WHAT TO PRODUCE:
Give the data below again exactly as written, without its pictures.
### SUPPLIED ENTRIES ###
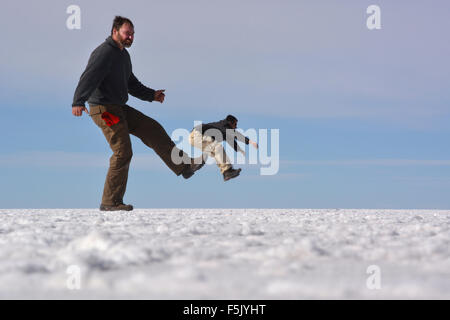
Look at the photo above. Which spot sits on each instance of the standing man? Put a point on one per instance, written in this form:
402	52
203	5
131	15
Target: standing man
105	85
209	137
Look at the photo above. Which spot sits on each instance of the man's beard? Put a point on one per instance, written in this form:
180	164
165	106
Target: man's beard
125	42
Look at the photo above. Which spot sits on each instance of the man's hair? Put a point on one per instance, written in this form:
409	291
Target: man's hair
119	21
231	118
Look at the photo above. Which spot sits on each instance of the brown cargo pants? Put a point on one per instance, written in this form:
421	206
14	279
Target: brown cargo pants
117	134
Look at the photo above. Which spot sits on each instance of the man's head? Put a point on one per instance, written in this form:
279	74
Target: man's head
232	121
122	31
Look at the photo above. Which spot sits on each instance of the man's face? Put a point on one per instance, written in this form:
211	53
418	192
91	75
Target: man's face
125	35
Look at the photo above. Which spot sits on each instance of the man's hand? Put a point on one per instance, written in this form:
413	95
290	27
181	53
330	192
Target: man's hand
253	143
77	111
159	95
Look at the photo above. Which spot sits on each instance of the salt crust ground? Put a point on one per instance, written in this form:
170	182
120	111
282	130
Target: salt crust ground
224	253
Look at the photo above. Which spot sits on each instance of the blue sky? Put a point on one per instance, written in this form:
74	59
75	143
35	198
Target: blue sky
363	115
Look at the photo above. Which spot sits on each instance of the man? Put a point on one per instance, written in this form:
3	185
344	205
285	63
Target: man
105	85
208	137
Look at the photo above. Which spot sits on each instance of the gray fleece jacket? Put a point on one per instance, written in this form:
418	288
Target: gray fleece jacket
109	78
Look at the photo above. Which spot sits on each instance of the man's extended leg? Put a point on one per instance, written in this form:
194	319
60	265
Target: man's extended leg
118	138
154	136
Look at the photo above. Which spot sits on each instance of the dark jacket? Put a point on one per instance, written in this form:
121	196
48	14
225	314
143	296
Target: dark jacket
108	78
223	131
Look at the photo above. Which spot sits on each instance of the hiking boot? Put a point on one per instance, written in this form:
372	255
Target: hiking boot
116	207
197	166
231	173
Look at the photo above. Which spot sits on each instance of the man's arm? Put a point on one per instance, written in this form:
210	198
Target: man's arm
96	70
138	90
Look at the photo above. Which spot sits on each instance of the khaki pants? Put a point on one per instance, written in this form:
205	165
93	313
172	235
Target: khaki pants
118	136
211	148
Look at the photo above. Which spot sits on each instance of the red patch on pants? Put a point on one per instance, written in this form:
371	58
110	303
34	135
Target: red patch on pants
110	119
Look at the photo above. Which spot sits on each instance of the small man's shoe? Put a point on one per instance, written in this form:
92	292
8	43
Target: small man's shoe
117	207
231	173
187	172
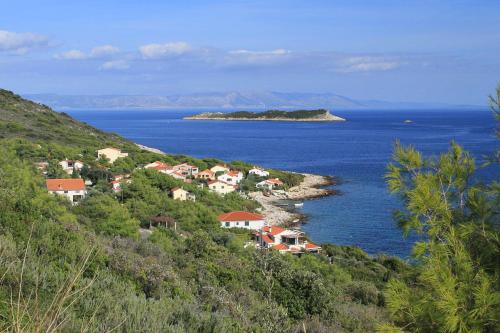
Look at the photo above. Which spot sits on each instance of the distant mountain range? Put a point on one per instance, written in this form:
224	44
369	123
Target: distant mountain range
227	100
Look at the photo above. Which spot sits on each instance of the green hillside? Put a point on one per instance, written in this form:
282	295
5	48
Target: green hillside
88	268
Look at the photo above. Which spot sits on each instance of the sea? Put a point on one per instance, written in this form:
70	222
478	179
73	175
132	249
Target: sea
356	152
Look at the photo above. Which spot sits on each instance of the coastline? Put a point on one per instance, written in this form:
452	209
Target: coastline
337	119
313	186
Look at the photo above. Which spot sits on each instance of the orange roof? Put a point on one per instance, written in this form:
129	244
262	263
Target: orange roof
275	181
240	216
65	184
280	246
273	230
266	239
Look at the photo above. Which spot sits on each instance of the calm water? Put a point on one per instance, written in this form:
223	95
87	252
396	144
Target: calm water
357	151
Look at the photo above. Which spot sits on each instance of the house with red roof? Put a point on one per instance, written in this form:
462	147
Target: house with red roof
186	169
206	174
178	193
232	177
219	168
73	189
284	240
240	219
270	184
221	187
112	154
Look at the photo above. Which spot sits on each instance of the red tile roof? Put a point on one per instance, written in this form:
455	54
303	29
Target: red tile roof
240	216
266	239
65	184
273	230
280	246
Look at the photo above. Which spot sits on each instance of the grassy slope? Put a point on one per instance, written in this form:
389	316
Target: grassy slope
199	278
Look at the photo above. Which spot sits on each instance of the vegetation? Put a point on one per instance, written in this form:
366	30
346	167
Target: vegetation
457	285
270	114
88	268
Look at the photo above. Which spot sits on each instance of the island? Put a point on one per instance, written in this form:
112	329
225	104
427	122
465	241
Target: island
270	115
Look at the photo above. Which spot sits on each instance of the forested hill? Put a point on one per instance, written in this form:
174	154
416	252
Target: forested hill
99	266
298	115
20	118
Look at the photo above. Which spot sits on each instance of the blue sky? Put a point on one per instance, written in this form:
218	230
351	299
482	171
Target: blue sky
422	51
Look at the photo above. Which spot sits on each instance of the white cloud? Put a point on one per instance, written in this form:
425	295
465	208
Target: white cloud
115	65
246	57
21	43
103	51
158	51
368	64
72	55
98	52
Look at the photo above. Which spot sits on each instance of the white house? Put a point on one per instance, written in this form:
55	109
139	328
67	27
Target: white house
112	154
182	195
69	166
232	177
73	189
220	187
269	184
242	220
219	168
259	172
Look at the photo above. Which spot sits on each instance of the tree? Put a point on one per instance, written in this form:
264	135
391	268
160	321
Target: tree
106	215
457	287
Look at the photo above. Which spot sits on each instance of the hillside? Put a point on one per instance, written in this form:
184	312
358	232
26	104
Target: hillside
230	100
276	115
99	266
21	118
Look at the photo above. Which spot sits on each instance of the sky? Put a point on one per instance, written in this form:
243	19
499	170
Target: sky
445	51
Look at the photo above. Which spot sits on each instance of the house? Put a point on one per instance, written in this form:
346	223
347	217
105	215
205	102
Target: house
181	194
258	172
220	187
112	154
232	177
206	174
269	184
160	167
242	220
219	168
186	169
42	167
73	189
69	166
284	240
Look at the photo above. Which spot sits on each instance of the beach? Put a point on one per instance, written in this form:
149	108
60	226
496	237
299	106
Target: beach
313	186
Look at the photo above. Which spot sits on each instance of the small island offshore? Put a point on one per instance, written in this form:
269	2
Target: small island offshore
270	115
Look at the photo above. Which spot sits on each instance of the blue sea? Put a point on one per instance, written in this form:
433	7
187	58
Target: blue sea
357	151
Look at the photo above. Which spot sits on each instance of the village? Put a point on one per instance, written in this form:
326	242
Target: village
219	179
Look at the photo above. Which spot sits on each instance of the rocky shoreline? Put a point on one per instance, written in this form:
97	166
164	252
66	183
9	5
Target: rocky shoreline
###
ANSWER TO THE EXERCISE:
Look at the photo above. Which spot sits on each instance of the standing man? Put a point on one per instance, written in this form:
402	52
203	5
131	15
Target: standing man
105	85
209	137
Look at the photo above. Which spot sits on each instance of the man's beard? Put a point on one per instance, written in this form:
180	164
165	106
Target: man's beard
125	42
Look at the photo above. Which spot sits on each instance of the man's hair? Put a point on one per instance, written in this form:
409	291
Target: man's hair
119	21
231	118
Look at the photo above. Which spot sits on each instance of the brown cargo pants? Put a point on one per instance, written in this form:
421	206
14	279
Target: brown cargo pants
117	134
Look at the photo above. Which spot sits on each instance of the man's head? Put a point on one per instance, written in this form:
279	74
Target: man's head
232	121
122	31
Look at the photo above. Which spot sits on each instance of the man's face? Put a point on one per instance, written in this form:
211	53
418	192
91	75
Target: man's face
125	35
Look at the photo above. Which spot sits on each instance of the man's hand? Put a point on one per instance, written in this form:
413	95
290	27
181	53
330	192
Target: man's hand
253	143
77	111
159	95
Look at the photo above. Which spot sits on each instance of the salt crust ground? Put a point on one per instance, written in this form:
170	182
120	111
282	130
Target: salt crust ground
224	253
Look at the photo above. Which spot sits on each instance of the blue sky? Put a point on one per instance, written in this form:
74	59
75	143
35	198
Target: blue sky
363	115
Look at the photo above. Which spot sits on each instance of the man? Put a point on one per instance, written in this form:
3	185
344	205
285	63
Target: man
105	85
208	137
Look at the photo above. Which spot sits on each instance of the gray fleece jacket? Put a point on one per instance, written in this form:
418	288
Target: gray fleece jacket
109	78
Look at the photo above. Which spot sits on each instance of the man's extended leg? Put a point on one per instance, written in this form:
194	319
60	265
Target: man's extended leg
118	138
154	136
Look at the photo above. Which spot sits on each instance of the dark jacket? Put a point on one per instance, written in this form:
121	196
48	14
225	314
143	296
Target: dark jacket
108	78
223	131
Look at the photo above. Which spot sits on each instance of the hiking boot? Put a point on one per instance, written in this form:
372	255
Target: hiking boot
116	207
197	166
231	173
Look at the photo above. Which spot sits on each instance of the man's arm? Put a point on one per instance, written in this form:
210	198
Target: man's arm
96	70
138	90
Look at the photo above. Which spot sits on each instance of the khaki pants? Put a point on one per instance, written in this form:
205	165
93	313
172	235
Target: khaki pants
118	136
211	148
Look at the photo above. Which spot sits on each instance of the red patch on pants? Put a point on one per instance, written in this form:
371	58
110	303
34	135
Target: red patch on pants
110	119
Look at the photo above. Which spot sits on each instance of the small man's shoe? Put a point on one per instance, written in this form:
92	292
8	43
Target: small man's shoe
117	207
231	173
187	172
Look at the photo above. Which spot sits on each instance of the distant mountain range? Put a point on one per instance, written in this form:
224	44
369	123
Target: distant mountain range
227	100
Look at the photo above. Which spot sits on each instance of the green hillside? Put a point on one per instance, written in this form:
282	295
5	48
Target: green hillside
88	268
Look at the photo above. Which spot sits on each instance of the sea? Put a point on one per instance, written in this form:
70	222
478	179
73	175
132	249
Target: sea
356	152
Look at the photo above. Which spot sits on each instance of the coastline? Put a point on one per instance, written in this form:
452	209
Target: coastline
337	119
313	186
Look at the photo above. Which spot sits on each instance of the orange roof? Put a point on one per instance, written in this form:
129	244
262	263
Target: orange roof
275	181
240	216
65	184
280	246
273	230
266	239
Look at the photo above. Which spot sits on each instance of the calm water? Put a point on one per instance, written in this form:
223	95
87	252
396	144
Target: calm water
357	151
Look at the photo above. Which spot sits on each instance of the house with red roof? Put a point on one per instance, written in this form:
462	147
Target: house with red roof
186	169
206	174
178	193
232	177
219	168
73	189
284	240
240	219
270	184
221	187
112	154
Look at the photo above. Which spot sits on each instance of the red tile roof? Put a point on one per instance, written in this form:
455	54
303	29
Target: red tile roof
240	216
266	239
65	184
273	230
280	246
Look at the photo above. Which spot sits on each instance of the grassy slope? Put a point on one per instance, written in this form:
389	316
Target: grassy slope
199	278
Look at the photo above. Which spot sits on each instance of the vegetation? Put a point on one per instance, written in this form:
366	30
346	167
Target: vegetation
457	285
270	114
88	268
Look at the photo above. Which spot sits on each instance of the island? Put a point on one per instance, written in this form:
112	329
225	104
427	122
465	241
Target: island
270	115
Look at the photo above. Which spot sits on each instance of the forested hill? Put a point on one per instance, written in this form:
174	154
416	252
Target: forested hill
99	266
298	115
20	118
Look at the photo above. Which spot sits on each instance of the blue sky? Put a point on one per instance, written in this form:
218	230
351	299
482	171
Target: blue sky
422	51
Look at the photo above. Which spot sits on each instance of the white cloud? Put a point on one per instance, written in this form:
425	295
465	208
Target: white cloud
115	65
246	57
21	43
103	51
158	51
368	64
72	55
98	52
Look at the photo above. Which spot sits on each instance of the white house? Put a point on one per instance, written in this form:
55	109
139	328
67	27
Target: white house
112	154
182	195
69	166
232	177
73	189
220	187
269	184
242	220
219	168
259	172
Look at the photo above. Which spot sits on each instance of the tree? Put a point on one per instance, written in this form:
264	135
391	268
160	321
Target: tree
106	215
457	287
Look at the photo above. Which spot sits on each instance of the hillside? Put a point on one per instance, written in this form:
184	312
358	232
26	104
Target: hillside
230	100
276	115
99	266
21	118
Look at the photo above. Which spot sits on each instance of the sky? Put a point on one per instance, written in this form:
243	19
499	170
Target: sky
445	51
Look at the photo above. Which spot sits on each instance of the house? Put a point on one per instance, written in this form:
346	223
347	217
105	215
205	102
Target: house
181	194
258	172
220	187
112	154
232	177
206	174
269	184
160	167
242	220
219	168
186	169
42	167
73	189
69	166
284	240
Look at the photo above. Which spot sits on each instance of the beach? Put a point on one per instance, written in this form:
149	108
60	226
496	237
299	106
Target: beach
313	186
Look at the photo above. Which spot sits on each instance of the small island offshore? Put a point on one per instance, written in this form:
269	2
Target: small island offshore
270	115
Look at the photo above. Which spot sits on each instance of the blue sea? Put a point on one per instance, written in this form:
433	7
187	58
Target: blue sea
357	151
Look at the photo above. Which spot sits on each instance of the village? Put a point on one per instance, written in this form:
326	242
Target: village
219	179
Look at the photo above. Which spot sits on each instance of the rocky shoreline? Put a point on one per instance, written in this form:
97	166
164	252
66	183
9	5
Target: rocky shoreline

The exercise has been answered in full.